** Start of Supplied records **
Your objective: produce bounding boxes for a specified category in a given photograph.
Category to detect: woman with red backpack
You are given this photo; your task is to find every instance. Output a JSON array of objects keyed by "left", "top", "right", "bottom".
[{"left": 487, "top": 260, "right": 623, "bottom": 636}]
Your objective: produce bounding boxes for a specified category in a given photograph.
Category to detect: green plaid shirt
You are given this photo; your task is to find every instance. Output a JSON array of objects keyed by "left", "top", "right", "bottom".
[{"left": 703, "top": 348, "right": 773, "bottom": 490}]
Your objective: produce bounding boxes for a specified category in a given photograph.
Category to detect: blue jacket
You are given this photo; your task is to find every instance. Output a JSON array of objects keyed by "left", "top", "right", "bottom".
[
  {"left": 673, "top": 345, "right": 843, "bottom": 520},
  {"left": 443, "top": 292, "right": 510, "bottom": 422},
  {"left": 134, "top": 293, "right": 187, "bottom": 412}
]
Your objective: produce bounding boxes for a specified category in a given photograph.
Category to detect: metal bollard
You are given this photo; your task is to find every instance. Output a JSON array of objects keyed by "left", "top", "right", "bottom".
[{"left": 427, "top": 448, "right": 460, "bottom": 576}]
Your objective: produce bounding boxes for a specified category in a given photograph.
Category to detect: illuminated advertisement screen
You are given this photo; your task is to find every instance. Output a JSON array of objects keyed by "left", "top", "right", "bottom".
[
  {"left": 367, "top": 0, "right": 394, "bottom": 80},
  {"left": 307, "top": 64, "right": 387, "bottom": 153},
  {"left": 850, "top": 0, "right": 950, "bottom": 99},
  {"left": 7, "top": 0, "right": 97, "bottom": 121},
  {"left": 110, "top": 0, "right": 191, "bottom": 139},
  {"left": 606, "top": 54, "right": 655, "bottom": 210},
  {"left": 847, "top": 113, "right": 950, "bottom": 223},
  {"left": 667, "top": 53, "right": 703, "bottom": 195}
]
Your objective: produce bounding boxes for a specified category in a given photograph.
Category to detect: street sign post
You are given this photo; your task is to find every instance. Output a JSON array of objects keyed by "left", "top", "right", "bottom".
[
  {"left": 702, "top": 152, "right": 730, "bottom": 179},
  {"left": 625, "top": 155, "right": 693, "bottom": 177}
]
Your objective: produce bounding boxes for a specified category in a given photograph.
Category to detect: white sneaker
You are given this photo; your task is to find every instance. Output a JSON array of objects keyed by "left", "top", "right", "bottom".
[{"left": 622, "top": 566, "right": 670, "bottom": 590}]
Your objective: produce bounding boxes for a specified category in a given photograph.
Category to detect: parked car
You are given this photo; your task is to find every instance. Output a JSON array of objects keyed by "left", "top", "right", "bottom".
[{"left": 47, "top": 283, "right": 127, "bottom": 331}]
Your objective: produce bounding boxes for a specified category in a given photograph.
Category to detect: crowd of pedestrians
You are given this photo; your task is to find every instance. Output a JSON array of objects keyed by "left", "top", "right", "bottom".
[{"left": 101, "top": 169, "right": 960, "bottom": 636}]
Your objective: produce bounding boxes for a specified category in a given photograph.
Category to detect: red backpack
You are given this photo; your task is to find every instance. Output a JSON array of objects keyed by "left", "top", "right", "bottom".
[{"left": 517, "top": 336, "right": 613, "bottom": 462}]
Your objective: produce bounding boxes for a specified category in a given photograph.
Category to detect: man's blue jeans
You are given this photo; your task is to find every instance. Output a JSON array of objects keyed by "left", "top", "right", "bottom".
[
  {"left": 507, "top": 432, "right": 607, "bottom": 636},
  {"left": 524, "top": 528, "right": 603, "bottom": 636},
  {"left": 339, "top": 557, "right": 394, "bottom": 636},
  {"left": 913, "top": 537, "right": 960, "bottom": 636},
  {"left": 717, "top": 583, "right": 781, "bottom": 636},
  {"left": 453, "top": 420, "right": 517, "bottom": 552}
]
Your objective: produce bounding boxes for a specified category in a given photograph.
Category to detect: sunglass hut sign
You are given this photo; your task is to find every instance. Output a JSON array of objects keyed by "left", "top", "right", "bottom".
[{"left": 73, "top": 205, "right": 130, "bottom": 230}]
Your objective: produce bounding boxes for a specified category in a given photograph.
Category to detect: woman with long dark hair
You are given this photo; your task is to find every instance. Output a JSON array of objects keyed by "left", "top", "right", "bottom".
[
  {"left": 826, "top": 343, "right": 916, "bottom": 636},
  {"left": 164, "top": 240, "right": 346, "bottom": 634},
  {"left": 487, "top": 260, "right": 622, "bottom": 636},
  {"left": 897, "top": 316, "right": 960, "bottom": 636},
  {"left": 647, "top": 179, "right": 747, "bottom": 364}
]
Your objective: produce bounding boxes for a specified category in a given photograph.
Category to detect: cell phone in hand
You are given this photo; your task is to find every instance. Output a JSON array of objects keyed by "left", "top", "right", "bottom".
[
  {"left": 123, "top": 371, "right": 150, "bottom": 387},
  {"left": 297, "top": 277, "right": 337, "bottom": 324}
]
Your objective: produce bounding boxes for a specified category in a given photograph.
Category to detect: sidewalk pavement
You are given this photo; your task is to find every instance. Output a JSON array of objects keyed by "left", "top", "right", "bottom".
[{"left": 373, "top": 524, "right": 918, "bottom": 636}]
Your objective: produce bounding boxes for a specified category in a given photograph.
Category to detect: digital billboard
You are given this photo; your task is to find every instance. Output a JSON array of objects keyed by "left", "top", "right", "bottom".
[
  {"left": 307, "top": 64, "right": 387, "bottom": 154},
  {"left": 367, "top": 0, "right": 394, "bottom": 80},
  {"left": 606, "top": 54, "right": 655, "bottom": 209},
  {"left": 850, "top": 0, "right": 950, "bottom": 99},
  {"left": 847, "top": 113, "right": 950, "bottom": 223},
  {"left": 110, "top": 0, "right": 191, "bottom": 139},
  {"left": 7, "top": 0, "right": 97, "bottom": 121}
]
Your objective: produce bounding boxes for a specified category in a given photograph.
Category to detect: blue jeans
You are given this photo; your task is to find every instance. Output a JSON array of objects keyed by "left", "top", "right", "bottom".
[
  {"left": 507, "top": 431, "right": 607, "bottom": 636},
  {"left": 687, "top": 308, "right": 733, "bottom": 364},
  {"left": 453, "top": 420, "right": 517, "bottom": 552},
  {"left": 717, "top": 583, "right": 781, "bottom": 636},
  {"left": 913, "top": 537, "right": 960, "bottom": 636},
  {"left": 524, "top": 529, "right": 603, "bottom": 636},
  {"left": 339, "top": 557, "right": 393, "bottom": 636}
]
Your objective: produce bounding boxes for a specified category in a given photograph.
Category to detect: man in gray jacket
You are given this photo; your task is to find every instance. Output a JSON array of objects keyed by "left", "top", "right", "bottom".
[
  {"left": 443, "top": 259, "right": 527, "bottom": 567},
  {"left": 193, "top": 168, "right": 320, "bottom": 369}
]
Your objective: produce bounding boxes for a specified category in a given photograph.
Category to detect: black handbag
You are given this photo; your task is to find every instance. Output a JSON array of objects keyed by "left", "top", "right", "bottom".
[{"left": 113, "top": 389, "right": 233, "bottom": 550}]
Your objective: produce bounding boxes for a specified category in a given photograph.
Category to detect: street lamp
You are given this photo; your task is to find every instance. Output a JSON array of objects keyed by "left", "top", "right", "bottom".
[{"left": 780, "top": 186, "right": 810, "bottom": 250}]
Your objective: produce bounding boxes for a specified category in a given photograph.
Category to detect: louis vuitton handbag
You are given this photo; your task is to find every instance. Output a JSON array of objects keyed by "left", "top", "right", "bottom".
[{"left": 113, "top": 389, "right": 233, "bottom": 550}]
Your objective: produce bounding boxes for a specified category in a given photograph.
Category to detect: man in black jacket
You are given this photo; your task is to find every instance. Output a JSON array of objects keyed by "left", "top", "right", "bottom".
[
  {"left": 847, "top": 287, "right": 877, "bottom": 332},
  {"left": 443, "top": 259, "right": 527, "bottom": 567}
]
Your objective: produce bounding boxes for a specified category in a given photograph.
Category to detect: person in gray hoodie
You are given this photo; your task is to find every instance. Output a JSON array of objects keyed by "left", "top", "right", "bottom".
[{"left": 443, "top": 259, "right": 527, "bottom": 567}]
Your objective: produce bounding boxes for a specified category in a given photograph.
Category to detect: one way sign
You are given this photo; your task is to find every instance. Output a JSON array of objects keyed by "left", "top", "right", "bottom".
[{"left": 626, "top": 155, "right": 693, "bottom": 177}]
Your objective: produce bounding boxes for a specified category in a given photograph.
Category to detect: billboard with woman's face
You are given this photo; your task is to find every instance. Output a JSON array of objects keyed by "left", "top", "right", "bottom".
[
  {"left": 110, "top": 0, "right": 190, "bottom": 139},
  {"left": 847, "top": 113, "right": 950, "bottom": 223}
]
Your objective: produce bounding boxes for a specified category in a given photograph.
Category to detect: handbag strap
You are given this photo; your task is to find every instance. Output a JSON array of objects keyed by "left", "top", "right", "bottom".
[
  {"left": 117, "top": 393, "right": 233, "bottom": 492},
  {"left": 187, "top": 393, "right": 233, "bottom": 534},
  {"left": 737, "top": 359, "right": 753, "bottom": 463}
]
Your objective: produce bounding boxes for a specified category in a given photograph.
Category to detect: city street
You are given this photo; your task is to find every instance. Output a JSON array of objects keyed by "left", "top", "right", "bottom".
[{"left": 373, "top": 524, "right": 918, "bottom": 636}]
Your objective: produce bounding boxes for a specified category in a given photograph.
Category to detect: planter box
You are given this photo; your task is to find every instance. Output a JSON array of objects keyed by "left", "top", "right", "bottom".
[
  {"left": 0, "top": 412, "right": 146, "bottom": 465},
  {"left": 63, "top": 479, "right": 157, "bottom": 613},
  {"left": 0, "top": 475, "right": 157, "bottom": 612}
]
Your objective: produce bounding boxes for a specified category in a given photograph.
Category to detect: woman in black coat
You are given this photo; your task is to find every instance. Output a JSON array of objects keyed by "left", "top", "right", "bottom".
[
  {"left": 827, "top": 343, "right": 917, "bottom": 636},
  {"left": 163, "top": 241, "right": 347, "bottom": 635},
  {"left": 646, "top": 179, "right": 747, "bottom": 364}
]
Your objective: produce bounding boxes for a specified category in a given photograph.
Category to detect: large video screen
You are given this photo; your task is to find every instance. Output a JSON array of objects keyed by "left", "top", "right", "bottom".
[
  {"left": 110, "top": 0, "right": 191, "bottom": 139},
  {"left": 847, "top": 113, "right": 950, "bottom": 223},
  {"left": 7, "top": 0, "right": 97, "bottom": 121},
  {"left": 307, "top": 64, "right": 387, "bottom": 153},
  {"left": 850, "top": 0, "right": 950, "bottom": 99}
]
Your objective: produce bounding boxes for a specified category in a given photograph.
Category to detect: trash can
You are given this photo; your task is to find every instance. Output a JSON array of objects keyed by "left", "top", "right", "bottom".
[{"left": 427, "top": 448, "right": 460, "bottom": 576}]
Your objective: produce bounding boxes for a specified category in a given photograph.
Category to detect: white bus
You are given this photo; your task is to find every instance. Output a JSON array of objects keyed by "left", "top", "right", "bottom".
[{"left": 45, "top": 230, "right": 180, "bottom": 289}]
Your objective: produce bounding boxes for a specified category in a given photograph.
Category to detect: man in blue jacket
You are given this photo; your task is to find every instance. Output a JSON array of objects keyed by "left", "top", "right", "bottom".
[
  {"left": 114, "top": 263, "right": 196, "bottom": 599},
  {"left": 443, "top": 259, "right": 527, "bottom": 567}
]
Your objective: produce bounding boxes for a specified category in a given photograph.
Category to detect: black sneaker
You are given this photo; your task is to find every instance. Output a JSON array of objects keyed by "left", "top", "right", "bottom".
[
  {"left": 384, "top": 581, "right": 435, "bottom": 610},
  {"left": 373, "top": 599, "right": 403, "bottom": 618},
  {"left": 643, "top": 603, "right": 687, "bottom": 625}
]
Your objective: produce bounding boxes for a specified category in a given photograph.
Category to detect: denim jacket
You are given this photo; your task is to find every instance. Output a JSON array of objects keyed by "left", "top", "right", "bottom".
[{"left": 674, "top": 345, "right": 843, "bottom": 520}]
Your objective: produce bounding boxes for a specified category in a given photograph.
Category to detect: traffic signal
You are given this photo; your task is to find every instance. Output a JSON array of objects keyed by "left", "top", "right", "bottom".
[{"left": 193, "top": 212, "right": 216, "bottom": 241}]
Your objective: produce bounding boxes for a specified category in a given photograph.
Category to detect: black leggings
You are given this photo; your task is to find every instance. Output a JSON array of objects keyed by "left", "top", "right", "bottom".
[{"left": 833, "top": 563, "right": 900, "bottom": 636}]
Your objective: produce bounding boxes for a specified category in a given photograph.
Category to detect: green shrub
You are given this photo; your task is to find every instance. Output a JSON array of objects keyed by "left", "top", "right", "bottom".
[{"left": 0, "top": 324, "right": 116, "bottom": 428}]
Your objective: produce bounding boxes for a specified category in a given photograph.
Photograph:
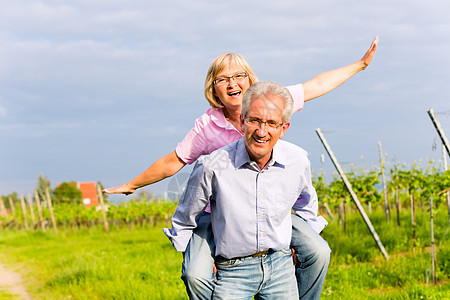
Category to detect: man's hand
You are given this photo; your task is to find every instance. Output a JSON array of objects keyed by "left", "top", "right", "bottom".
[
  {"left": 361, "top": 35, "right": 380, "bottom": 70},
  {"left": 291, "top": 248, "right": 300, "bottom": 267}
]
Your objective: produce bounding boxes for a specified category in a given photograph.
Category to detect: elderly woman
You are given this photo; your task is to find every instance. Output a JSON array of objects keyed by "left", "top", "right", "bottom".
[{"left": 104, "top": 36, "right": 378, "bottom": 299}]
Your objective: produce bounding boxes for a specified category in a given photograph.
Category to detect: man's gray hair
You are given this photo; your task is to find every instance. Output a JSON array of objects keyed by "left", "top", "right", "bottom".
[{"left": 241, "top": 81, "right": 294, "bottom": 122}]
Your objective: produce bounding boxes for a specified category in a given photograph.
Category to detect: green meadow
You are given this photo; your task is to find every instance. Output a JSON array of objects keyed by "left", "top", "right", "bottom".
[{"left": 0, "top": 206, "right": 450, "bottom": 299}]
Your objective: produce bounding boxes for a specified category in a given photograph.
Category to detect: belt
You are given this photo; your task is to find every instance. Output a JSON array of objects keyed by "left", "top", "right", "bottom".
[
  {"left": 216, "top": 249, "right": 275, "bottom": 261},
  {"left": 249, "top": 250, "right": 270, "bottom": 257}
]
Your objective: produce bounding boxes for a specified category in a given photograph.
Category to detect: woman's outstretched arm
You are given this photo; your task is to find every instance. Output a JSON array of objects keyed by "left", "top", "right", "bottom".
[
  {"left": 103, "top": 151, "right": 186, "bottom": 195},
  {"left": 303, "top": 35, "right": 379, "bottom": 102}
]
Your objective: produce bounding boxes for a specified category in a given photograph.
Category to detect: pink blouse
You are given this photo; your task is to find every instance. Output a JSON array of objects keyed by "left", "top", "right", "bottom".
[{"left": 175, "top": 84, "right": 305, "bottom": 164}]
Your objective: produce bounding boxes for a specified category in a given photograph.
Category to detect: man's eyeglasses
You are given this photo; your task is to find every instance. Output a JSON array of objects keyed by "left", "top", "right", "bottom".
[
  {"left": 245, "top": 117, "right": 284, "bottom": 130},
  {"left": 214, "top": 72, "right": 248, "bottom": 86}
]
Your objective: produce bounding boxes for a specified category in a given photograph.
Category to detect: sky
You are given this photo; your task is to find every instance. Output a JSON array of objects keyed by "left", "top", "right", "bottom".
[{"left": 0, "top": 0, "right": 450, "bottom": 202}]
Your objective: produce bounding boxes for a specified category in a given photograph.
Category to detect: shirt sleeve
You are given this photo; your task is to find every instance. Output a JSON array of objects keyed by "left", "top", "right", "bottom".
[
  {"left": 163, "top": 160, "right": 211, "bottom": 252},
  {"left": 292, "top": 152, "right": 328, "bottom": 233},
  {"left": 175, "top": 117, "right": 207, "bottom": 164},
  {"left": 286, "top": 83, "right": 305, "bottom": 112}
]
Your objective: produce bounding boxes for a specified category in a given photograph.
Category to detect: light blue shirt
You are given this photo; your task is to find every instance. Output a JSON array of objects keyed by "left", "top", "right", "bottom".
[{"left": 164, "top": 138, "right": 327, "bottom": 258}]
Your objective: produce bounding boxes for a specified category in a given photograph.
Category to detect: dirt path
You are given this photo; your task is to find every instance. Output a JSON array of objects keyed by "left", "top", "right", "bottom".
[{"left": 0, "top": 263, "right": 32, "bottom": 300}]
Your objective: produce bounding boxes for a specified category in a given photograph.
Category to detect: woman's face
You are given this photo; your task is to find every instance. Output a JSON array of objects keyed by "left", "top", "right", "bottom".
[{"left": 214, "top": 63, "right": 250, "bottom": 111}]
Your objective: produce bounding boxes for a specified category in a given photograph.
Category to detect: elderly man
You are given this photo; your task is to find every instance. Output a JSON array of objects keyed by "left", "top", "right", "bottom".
[{"left": 164, "top": 81, "right": 326, "bottom": 299}]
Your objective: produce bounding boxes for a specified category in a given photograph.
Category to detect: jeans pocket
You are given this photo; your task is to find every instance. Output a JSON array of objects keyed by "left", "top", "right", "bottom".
** End of Supplied records **
**What you will do**
Show every line of the records above that holds the string "jeans", matching case.

**Finished exercise**
Category to detect: man's blue jeans
Category to detect: blue jeans
Category to detect: jeans pocket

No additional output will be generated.